╔══
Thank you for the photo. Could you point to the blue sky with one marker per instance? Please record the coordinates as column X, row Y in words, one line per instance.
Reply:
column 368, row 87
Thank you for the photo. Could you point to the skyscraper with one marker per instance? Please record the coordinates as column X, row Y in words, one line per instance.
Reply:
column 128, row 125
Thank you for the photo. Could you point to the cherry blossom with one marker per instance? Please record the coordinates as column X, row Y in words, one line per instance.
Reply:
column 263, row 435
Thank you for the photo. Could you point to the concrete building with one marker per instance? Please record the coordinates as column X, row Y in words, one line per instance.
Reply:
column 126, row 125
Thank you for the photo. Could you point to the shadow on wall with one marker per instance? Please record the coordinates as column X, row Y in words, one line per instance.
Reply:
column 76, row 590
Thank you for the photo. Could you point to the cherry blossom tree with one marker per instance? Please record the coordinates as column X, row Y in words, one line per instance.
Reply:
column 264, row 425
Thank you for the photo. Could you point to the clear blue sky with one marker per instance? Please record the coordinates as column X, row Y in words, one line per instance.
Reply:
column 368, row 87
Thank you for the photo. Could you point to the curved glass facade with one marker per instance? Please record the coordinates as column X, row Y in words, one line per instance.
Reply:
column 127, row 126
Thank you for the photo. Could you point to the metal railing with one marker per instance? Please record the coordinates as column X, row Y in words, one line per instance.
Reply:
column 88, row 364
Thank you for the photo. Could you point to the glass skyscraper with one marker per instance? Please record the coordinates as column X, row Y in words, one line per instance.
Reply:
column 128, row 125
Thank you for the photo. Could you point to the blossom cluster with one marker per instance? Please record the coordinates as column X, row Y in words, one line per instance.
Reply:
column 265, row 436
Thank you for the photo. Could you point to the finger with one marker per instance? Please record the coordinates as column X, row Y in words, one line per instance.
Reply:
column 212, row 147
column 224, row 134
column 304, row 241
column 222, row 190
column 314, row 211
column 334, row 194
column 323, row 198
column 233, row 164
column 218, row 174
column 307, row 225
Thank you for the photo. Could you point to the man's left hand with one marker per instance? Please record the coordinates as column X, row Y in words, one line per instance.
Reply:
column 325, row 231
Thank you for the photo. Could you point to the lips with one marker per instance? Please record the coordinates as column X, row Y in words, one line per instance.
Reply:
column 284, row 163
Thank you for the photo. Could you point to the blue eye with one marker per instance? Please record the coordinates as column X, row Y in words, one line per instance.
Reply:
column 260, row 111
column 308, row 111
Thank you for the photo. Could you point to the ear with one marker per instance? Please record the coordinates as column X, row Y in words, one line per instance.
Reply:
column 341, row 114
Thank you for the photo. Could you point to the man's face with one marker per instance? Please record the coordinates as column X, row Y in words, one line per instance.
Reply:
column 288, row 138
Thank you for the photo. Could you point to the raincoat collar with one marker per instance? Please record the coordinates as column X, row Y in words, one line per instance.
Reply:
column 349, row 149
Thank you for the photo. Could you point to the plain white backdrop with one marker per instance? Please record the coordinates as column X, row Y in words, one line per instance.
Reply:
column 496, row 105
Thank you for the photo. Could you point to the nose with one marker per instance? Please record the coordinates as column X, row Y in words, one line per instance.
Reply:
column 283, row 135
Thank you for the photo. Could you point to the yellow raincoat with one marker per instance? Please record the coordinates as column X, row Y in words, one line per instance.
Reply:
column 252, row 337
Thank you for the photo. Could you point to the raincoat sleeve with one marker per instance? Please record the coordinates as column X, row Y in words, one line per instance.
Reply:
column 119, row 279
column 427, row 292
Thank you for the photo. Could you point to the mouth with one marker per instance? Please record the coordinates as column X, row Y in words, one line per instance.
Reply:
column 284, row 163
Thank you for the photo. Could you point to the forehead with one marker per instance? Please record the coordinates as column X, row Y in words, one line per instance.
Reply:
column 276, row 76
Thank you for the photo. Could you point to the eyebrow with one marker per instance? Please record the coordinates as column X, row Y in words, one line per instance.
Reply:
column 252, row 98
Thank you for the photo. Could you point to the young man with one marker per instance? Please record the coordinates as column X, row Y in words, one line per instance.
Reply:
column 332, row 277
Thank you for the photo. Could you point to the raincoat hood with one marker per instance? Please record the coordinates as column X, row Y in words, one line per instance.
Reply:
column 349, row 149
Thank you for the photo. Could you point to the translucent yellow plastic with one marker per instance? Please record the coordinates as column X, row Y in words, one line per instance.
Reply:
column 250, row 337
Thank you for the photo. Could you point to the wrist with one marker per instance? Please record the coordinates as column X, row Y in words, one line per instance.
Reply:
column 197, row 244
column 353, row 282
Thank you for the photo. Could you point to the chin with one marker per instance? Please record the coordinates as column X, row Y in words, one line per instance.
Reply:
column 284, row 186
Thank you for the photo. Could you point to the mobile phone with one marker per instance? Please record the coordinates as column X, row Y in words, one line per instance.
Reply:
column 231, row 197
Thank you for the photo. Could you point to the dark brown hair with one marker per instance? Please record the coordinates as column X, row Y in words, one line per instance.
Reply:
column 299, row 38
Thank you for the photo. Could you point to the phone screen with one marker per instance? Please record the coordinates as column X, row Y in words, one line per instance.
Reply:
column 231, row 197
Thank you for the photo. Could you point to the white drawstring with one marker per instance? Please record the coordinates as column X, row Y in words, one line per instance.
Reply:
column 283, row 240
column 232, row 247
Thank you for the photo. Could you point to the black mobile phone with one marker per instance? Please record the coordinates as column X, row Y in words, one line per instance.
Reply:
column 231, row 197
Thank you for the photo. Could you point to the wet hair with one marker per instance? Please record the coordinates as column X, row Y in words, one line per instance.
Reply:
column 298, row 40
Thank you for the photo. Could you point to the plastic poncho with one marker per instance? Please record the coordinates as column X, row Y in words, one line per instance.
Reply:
╚══
• **What to produce**
Put all of the lines above into a numbered list, leaving out any blank lines.

• **Answer to this exercise**
1. Thank you for the photo. Could you point to the blue sky with one marker per instance? Please record the coordinates as column X, row Y in words, one line per instance.
2. Reply:
3. column 368, row 87
4. Thank you for the photo. Could you point to the skyscraper with one marker per instance? Please record the coordinates as column X, row Y in words, one line per instance.
5. Reply:
6. column 128, row 125
7. Thank you for the photo. Could you point to the cherry blossom with one marker per instance? Please record the coordinates as column X, row Y in words, one line per instance.
8. Reply:
9. column 263, row 435
10. Thank you for the photo. Could you point to the concrete building with one marker per instance? Please record the coordinates as column X, row Y in words, one line per instance.
11. Reply:
12. column 126, row 125
13. Thank you for the photo. Could you point to the shadow on wall with one marker per instance? Please record the coordinates as column X, row Y in words, one line per instance.
14. Reply:
15. column 76, row 590
16. Thank you for the photo. Could you point to the cherry blossom tree with one marker per instance? Please record the coordinates as column X, row Y in words, one line per instance.
17. Reply:
18. column 264, row 425
19. Thank you for the photo. Could you point to the clear blue sky with one marker per instance? Please record the coordinates as column X, row Y in words, one line per instance.
20. Reply:
21. column 368, row 87
22. Thank you for the photo. Could you point to the curved glass facade with one marker per instance? Please record the coordinates as column X, row Y in words, one line per instance.
23. Reply:
24. column 127, row 126
25. Thank you for the photo. Could you point to the metal railing with one marker per instance? Please record the coordinates as column X, row Y in words, one line per instance.
26. Reply:
27. column 88, row 364
28. Thank you for the photo. Could you point to the glass skyscraper with one marker per instance? Please record the coordinates as column X, row Y in words, one line per instance.
29. Reply:
30. column 128, row 125
31. Thank you for the photo. Could you point to the blossom cluster with one marker per instance? Please record the coordinates as column X, row Y in words, one line per instance.
32. Reply:
33. column 265, row 436
34. Thank you for the photo. Could you point to the finger with one marker per instance? Please record the coordinates as column X, row Y in words, one line per instance.
35. Reply:
36. column 212, row 147
37. column 224, row 134
38. column 304, row 241
39. column 222, row 190
40. column 314, row 211
41. column 334, row 194
42. column 323, row 198
43. column 233, row 164
44. column 218, row 174
45. column 307, row 225
46. Thank you for the photo. Could you point to the man's left hand with one marker per instance? Please record the coordinates as column X, row Y in words, one line per instance.
47. Reply:
48. column 325, row 231
49. Thank you for the photo. Could you point to the lips with one marker per instance? Please record the coordinates as column X, row Y in words, one line per instance.
50. Reply:
51. column 284, row 163
52. Thank you for the photo. Could you point to the blue eye with one marker per instance? Please record the coordinates as column X, row Y in words, one line per instance.
53. Reply:
54. column 260, row 111
55. column 308, row 111
56. Thank you for the photo. Could you point to the ear with one marker per instance? Please record the coordinates as column X, row Y in words, one line per instance.
57. Reply:
58. column 341, row 114
59. Thank you for the photo. Could you point to the man's face with one marker per instance? Please record the coordinates as column X, row Y in words, one line per instance.
60. Reply:
61. column 288, row 138
62. Thank you for the photo. Could you point to the raincoat collar with one marker per instance? Please record the coordinates as column X, row Y in words, one line per instance.
63. Reply:
64. column 349, row 149
65. Thank you for the photo. Could you point to the plain white backdrop with one marker per instance? Please record the coordinates as column X, row Y in words, one line per instance.
66. Reply:
67. column 496, row 105
68. Thank you for the photo. Could you point to the nose with one marker per instance? Please record the coordinates as column X, row Y in words, one line per instance.
69. Reply:
70. column 283, row 135
71. Thank you for the photo. Could you point to the yellow raincoat with one marker per instance? Please record the coordinates as column X, row Y in words, one line per instance.
72. Reply:
73. column 252, row 337
74. Thank you for the photo. Could you point to the raincoat sleeve with one marker per instance? Please record the coordinates as column X, row Y in words, one line per instance.
75. Reply:
76. column 119, row 279
77. column 427, row 292
78. Thank you for the photo. Could you point to the mouth with one marker per instance? Please record the coordinates as column X, row Y in words, one line per instance.
79. Reply:
80. column 284, row 163
81. Thank you for the photo. Could you point to the forehead with one marker per instance? Please record the coordinates as column X, row Y in words, one line per instance.
82. Reply:
83. column 276, row 76
84. Thank you for the photo. Could you point to the eyebrow with one marker per instance? Please record the coordinates as column X, row Y in words, one line per instance.
85. Reply:
86. column 252, row 98
87. Thank you for the photo. Could you point to the young man with one marker per instance? Please record the coordinates as column X, row Y in words, one line per instance.
88. Reply:
89. column 332, row 277
90. Thank you for the photo. Could you point to the raincoat hood with one marker per instance? Please record the coordinates as column X, row Y in words, one line per instance.
91. Reply:
92. column 349, row 149
93. Thank you for the photo. Could you point to the translucent yellow plastic with one marker per instance? Please record the coordinates as column X, row Y in words, one line per instance.
94. Reply:
95. column 250, row 337
96. Thank you for the photo. Could you point to the wrist with one marker per instance? Please record the coordinates as column X, row Y in words, one line per instance.
97. Reply:
98. column 197, row 244
99. column 353, row 282
100. Thank you for the photo. Could you point to the chin with one marker per instance? Please record the coordinates as column X, row Y in words, one line per instance.
101. Reply:
102. column 284, row 186
103. Thank you for the photo. Could you point to the mobile phone with one marker per instance? Please record the coordinates as column X, row Y in words, one line per instance.
104. Reply:
105. column 231, row 197
106. Thank you for the photo. Could you point to the dark brown hair with one marker per instance? Please record the coordinates as column X, row Y in words, one line per instance.
107. Reply:
108. column 299, row 38
109. Thank you for the photo. Could you point to the phone screen with one marker per instance? Please record the coordinates as column X, row Y in words, one line per instance.
110. Reply:
111. column 231, row 197
112. Thank you for the photo. Could you point to the white drawstring with one marker per instance? Please record the coordinates as column X, row Y in words, one line per instance.
113. Reply:
114. column 283, row 240
115. column 232, row 247
116. Thank you for the photo. Could you point to the black mobile phone with one marker per instance? Please record the coordinates as column X, row Y in words, one line per instance.
117. Reply:
118. column 231, row 197
119. Thank you for the photo. Could you point to the wet hair with one marker per instance? Please record the coordinates as column X, row Y in words, one line per instance.
120. Reply:
121. column 298, row 40
122. Thank you for the photo. Could you point to the plastic poncho with one marker per instance? Please record the coordinates as column X, row Y in words, one line per instance.
123. Reply:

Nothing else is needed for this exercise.